OBJECTIVE>
Can you give the listing below again, changing every "Pinpoint" to "Locate" and leaving everything else untouched?

RECORDS SUPPLIED>
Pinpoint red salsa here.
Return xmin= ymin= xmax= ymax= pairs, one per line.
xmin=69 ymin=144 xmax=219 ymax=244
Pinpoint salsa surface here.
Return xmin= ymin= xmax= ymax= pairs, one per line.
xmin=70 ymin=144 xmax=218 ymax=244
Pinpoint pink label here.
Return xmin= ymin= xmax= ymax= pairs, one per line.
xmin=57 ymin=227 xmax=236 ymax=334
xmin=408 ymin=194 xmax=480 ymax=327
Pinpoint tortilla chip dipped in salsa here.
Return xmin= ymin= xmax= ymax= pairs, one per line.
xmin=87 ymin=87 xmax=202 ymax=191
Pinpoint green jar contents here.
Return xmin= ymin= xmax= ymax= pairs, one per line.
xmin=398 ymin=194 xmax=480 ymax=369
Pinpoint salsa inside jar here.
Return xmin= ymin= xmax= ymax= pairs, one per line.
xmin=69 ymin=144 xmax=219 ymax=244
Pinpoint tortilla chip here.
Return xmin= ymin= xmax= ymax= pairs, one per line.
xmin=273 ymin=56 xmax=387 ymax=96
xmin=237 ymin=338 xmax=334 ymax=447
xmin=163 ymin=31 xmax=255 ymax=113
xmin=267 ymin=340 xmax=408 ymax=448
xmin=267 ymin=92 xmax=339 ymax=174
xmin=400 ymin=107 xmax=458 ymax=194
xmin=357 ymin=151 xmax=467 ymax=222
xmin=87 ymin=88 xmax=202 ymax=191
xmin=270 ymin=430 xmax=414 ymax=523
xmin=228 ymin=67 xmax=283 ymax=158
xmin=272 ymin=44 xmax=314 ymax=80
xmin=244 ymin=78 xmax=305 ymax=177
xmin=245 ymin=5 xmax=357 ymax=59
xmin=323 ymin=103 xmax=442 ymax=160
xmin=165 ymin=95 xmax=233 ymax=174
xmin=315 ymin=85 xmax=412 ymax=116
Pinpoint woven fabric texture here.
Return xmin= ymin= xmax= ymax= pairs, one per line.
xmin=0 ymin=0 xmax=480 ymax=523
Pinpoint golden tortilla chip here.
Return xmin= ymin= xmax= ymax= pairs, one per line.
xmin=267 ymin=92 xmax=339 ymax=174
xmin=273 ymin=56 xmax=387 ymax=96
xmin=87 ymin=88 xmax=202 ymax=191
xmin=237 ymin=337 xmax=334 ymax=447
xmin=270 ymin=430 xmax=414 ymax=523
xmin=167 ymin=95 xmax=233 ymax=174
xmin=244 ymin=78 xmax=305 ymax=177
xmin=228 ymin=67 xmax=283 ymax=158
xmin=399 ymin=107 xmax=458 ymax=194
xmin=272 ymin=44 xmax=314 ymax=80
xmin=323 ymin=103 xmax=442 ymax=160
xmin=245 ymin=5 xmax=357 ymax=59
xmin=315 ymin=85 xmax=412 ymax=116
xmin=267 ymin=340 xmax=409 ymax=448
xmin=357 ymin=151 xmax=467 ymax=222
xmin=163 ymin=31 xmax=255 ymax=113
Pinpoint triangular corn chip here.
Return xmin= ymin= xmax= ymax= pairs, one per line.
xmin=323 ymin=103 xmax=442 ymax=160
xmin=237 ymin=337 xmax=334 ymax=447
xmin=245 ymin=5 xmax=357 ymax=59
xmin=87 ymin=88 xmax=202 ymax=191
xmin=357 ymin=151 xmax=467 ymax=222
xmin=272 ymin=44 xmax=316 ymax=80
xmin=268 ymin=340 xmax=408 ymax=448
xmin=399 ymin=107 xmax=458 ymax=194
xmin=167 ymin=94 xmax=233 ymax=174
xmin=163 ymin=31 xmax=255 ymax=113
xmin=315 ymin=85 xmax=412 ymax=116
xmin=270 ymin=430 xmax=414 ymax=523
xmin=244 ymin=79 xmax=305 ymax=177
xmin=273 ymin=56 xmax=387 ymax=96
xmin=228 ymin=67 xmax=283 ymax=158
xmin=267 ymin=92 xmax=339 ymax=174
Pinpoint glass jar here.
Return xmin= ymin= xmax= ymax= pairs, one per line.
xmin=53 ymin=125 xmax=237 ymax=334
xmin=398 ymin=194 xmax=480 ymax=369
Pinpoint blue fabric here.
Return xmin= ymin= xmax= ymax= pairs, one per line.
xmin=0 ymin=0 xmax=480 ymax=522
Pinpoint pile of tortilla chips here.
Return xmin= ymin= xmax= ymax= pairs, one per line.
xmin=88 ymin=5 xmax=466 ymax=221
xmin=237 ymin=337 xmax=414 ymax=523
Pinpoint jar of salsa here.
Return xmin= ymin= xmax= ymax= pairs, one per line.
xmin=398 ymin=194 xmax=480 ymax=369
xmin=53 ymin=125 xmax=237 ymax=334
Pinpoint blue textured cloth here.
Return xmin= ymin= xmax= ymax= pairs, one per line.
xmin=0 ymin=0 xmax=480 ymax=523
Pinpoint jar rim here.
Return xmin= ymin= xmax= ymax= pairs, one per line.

FULL ANSWER>
Locate red salsa here.
Return xmin= ymin= xmax= ymax= pairs, one per line.
xmin=69 ymin=144 xmax=219 ymax=244
Locate salsa surface here.
Return xmin= ymin= xmax= ymax= pairs, one per line.
xmin=70 ymin=144 xmax=218 ymax=244
Locate pink label here.
Return xmin= ymin= xmax= ymax= pairs, one per line.
xmin=57 ymin=227 xmax=236 ymax=334
xmin=408 ymin=194 xmax=480 ymax=327
Locate tortilla chip dipped in salsa here.
Return xmin= ymin= xmax= ymax= pairs, one per line.
xmin=87 ymin=87 xmax=202 ymax=191
Locate green jar contents here.
Return xmin= ymin= xmax= ymax= pairs, one per line.
xmin=398 ymin=194 xmax=480 ymax=369
Locate salsa inside jar here.
Return xmin= ymin= xmax= ymax= pairs, one per line.
xmin=69 ymin=144 xmax=219 ymax=244
Locate tortilla chip here.
Return xmin= ymin= xmax= ymax= pairs, one per line.
xmin=273 ymin=56 xmax=387 ymax=96
xmin=237 ymin=338 xmax=334 ymax=447
xmin=163 ymin=31 xmax=255 ymax=113
xmin=267 ymin=340 xmax=408 ymax=448
xmin=267 ymin=92 xmax=339 ymax=174
xmin=400 ymin=107 xmax=458 ymax=194
xmin=357 ymin=151 xmax=467 ymax=222
xmin=87 ymin=88 xmax=202 ymax=191
xmin=270 ymin=430 xmax=414 ymax=523
xmin=228 ymin=67 xmax=283 ymax=158
xmin=272 ymin=44 xmax=314 ymax=80
xmin=244 ymin=78 xmax=305 ymax=177
xmin=245 ymin=5 xmax=357 ymax=59
xmin=323 ymin=103 xmax=442 ymax=160
xmin=165 ymin=95 xmax=233 ymax=174
xmin=315 ymin=85 xmax=412 ymax=116
Locate woven fabric texture here.
Return xmin= ymin= xmax= ymax= pairs, one per line.
xmin=0 ymin=0 xmax=480 ymax=523
Locate golden tortilla chip here.
Return xmin= ymin= xmax= ymax= pairs, one per line.
xmin=267 ymin=92 xmax=339 ymax=174
xmin=273 ymin=56 xmax=387 ymax=96
xmin=87 ymin=88 xmax=202 ymax=191
xmin=237 ymin=337 xmax=334 ymax=447
xmin=270 ymin=430 xmax=414 ymax=523
xmin=167 ymin=95 xmax=233 ymax=174
xmin=244 ymin=78 xmax=305 ymax=177
xmin=228 ymin=67 xmax=283 ymax=158
xmin=399 ymin=107 xmax=458 ymax=194
xmin=272 ymin=44 xmax=314 ymax=80
xmin=323 ymin=103 xmax=442 ymax=160
xmin=245 ymin=5 xmax=357 ymax=59
xmin=315 ymin=85 xmax=412 ymax=116
xmin=267 ymin=340 xmax=409 ymax=448
xmin=357 ymin=151 xmax=467 ymax=222
xmin=163 ymin=31 xmax=255 ymax=113
Locate triangular corn chip here.
Return xmin= ymin= xmax= ymax= pairs, one per line.
xmin=323 ymin=103 xmax=442 ymax=160
xmin=237 ymin=337 xmax=334 ymax=447
xmin=245 ymin=5 xmax=357 ymax=59
xmin=87 ymin=88 xmax=202 ymax=191
xmin=357 ymin=151 xmax=467 ymax=222
xmin=272 ymin=44 xmax=316 ymax=80
xmin=268 ymin=340 xmax=408 ymax=448
xmin=399 ymin=107 xmax=458 ymax=194
xmin=167 ymin=94 xmax=233 ymax=174
xmin=163 ymin=31 xmax=255 ymax=113
xmin=315 ymin=85 xmax=412 ymax=116
xmin=270 ymin=430 xmax=414 ymax=523
xmin=244 ymin=79 xmax=305 ymax=177
xmin=273 ymin=56 xmax=387 ymax=96
xmin=228 ymin=67 xmax=283 ymax=158
xmin=267 ymin=92 xmax=339 ymax=174
Locate glass jar here.
Return xmin= ymin= xmax= ymax= pairs, one per line.
xmin=53 ymin=125 xmax=237 ymax=334
xmin=398 ymin=194 xmax=480 ymax=369
Locate blue fabric here.
Return xmin= ymin= xmax= ymax= pairs, one per line.
xmin=0 ymin=0 xmax=480 ymax=522
Locate pile of tortilla chips here.
Return xmin= ymin= xmax= ymax= pairs, one per line.
xmin=88 ymin=5 xmax=466 ymax=221
xmin=237 ymin=337 xmax=414 ymax=523
Locate jar of salsa here.
Return xmin= ymin= xmax= ymax= pairs, one per line.
xmin=398 ymin=194 xmax=480 ymax=369
xmin=53 ymin=125 xmax=237 ymax=334
Locate blue textured cloth here.
Return xmin= ymin= xmax= ymax= pairs, one per line.
xmin=0 ymin=0 xmax=480 ymax=523
Locate jar rim here.
Return xmin= ymin= xmax= ymax= pairs, one per line.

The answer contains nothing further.